The project started in December 2001 and was to be “substantially complete” in April 2005. Austin had plenty of reasons to try to get the terminal built on time: The contract stipulated that the company would pay $10,000 a day in damages for every day beyond the agreed-upon deadline and another $1,000 per hour for delays in opening specific runways or taxiways on schedule.
However, that deadline became a moving target: When the airport requested design changes, the deadline would get renegotiated. The project was deemed to be substantially complete on July 22 — 21 days after the final negotiated deadline. But airport spokesman Steven Roth said the general contractor hasn’t paid any damages yet. Roth said Austin would normally do so when the project is closed out and final payment is made — which, a year after completion, still hasn’t happened.
If Austin isn’t suffering financially, however, many of its subcontractors are. Even in the normal course of a construction project, lower-level subcontractors may have to wait a couple of months to get paid, while payment requests go up the line of contractors to the general contractor and then the airport, and payments come back down.
Cassidy said the airport was not slow in handling payments and change orders. “We processed over 30,000 invoices over the five-year term of the program, and 99.99 percent of those we paid within 30 days,” he said. And, he said, the number of change orders was actually extremely low for a project of this size. But the airport wasn’t privy to the number of change orders issued by Austin to its subs and down the line.
Cassidy and others did notice problems with Austin’s handling of change orders. “We had difficulty over the term of the project getting Austin to execute change orders,” Cassidy said. “To a certain degree, that’s part of the process. To a certain degree, it may have been excessive.”
Lori Elise, director of corporate communications for Austin Industries, the contractor’s parent company, was the only Austin official who talked to the Weekly. “Our stance has always been that we have an unwavering commitment to delivering a quality project. But we’re also committed to ensuring our subcontractors are paid, because their success is important,” she said. “We dispense funds to the subcontractors as soon as the owner releases the funds to pay them.” She said the company is “closing out that project ... working through whatever open cases need to be resolved.”
During the years it took to build Terminal D, airport officials and their general contractor swapped questions repeatedly over money and progress. In August 2002, the airport’s former Terminal D managing executive, Mark A. Skjervem warned Lee Smith, Austin’s regional manager in the DFW project office, that Austin’s cost and time projections were in question.

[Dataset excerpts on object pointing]
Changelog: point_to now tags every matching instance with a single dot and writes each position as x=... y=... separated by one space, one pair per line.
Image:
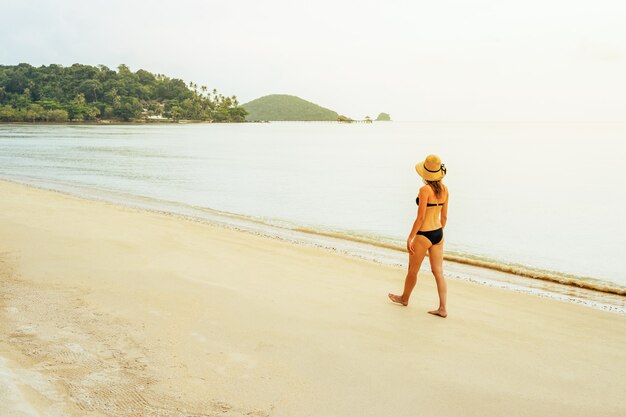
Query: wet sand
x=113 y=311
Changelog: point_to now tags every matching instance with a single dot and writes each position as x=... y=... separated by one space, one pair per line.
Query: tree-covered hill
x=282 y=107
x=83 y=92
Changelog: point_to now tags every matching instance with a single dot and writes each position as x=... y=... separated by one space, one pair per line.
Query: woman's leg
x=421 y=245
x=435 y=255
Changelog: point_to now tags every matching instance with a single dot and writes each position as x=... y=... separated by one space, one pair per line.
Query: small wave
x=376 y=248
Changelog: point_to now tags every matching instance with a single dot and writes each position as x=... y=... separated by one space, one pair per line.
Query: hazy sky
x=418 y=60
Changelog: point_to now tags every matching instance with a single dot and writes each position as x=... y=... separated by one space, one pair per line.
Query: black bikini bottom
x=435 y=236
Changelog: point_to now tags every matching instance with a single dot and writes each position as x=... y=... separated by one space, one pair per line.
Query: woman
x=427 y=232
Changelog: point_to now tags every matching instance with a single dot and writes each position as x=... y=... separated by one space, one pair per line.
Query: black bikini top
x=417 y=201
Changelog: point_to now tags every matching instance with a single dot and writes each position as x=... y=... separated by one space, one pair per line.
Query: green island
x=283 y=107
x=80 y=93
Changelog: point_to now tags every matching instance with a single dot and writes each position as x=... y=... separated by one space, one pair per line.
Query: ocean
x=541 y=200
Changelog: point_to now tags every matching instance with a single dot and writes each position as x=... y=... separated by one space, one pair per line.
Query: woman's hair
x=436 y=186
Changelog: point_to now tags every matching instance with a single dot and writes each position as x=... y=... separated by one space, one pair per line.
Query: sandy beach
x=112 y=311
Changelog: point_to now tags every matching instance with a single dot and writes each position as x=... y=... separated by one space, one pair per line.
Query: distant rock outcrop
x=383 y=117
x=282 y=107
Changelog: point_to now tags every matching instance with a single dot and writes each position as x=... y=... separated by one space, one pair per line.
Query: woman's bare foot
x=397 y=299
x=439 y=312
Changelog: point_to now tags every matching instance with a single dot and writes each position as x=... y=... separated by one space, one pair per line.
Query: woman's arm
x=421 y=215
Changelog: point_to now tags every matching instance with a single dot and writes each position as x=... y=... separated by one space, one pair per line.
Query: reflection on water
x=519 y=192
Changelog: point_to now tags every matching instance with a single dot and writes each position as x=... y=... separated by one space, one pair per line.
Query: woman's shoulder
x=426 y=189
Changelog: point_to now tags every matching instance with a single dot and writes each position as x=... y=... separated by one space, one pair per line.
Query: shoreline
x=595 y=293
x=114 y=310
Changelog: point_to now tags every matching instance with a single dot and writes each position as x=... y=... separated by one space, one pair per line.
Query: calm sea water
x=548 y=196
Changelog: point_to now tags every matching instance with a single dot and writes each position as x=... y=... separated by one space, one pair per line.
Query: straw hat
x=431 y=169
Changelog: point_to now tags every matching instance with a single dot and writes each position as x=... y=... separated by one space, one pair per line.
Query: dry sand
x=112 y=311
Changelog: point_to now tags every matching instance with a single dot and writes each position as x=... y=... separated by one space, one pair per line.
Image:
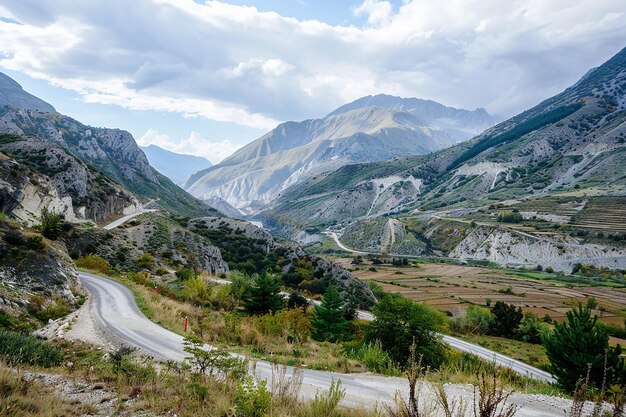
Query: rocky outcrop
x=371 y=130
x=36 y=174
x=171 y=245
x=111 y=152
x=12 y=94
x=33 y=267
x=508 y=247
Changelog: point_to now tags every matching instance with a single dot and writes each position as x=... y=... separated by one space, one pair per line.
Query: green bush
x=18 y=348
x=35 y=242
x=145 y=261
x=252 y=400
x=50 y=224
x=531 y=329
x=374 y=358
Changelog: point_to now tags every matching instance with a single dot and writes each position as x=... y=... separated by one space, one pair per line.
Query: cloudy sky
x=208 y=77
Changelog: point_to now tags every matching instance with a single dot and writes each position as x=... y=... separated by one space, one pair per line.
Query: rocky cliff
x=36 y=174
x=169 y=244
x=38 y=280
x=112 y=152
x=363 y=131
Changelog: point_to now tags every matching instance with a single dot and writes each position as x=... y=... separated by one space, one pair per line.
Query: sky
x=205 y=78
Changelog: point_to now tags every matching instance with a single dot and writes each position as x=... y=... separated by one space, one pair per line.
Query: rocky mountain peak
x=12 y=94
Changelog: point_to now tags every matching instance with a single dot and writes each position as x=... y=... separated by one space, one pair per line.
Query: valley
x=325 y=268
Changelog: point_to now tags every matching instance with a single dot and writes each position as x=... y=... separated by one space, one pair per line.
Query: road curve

__TASK INSTRUCTIONS__
A - Reproduce verbatim the stretch of the Terminal D article from "During the years" through "were in question.".
B - Carry the Terminal D article forward from its final sentence.

__ANSWERS GIVEN__
A -
During the years it took to build Terminal D, airport officials and their general contractor swapped questions repeatedly over money and progress. In August 2002, the airport’s former Terminal D managing executive, Mark A. Skjervem warned Lee Smith, Austin’s regional manager in the DFW project office, that Austin’s cost and time projections were in question.

B -
“We do not and have not supported additional costs due to ACLP (Austin Commercial L.P) forecasts,” Skjervem said in a letter. “In fact, we strongly question and disagree with many forecasts to complete issues. Despite several meetings with your staff and conversations concerning the budget ... the forecasts continue to increase.”
In one case, Skjervem noted, Austin had submitted two different sets of financial data for the same month. He said the reporting of inconsistent financial data was an ongoing problem.
Austin adjusted its projections, and the project proceeded. When the questions continued, Austin reported in April 2003 that questions about its cash-flow projections and schedule could be blamed on a difference in bookkeeping procedures at the airport. “This has usually been caused by late design revisions or clarifications,” added Austin project manager Tom Skinner.
Such exchanges are routine on big projects, Cassidy said. He said the airport was mindful of the impact it was having on small companies and sometimes expedited payments of partial bills when other portions of the bills were in question.
“The airport stood up in front of everybody and always said ... if the airport caused it, we would pay for it,” he said. “The problem was, many of the contractors couldn’t say what caused the problem.
“And, in fact,” he added, “on many occasions, it wasn’t the airport.”
As far as the subs are concerned, however, sometimes it was the airport.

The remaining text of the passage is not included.